------ Data supplied
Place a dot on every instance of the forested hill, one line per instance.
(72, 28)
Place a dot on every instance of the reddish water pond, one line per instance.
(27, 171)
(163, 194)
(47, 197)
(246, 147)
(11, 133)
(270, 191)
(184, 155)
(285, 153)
------------
● To be done:
Return these lines unchanged.

● Solution for this task:
Place a dot on every instance of the forested hill, one line per instance.
(72, 28)
Place a dot on every instance of the reddish water pond, one line per instance.
(27, 171)
(163, 194)
(47, 197)
(246, 147)
(11, 133)
(270, 191)
(184, 155)
(285, 153)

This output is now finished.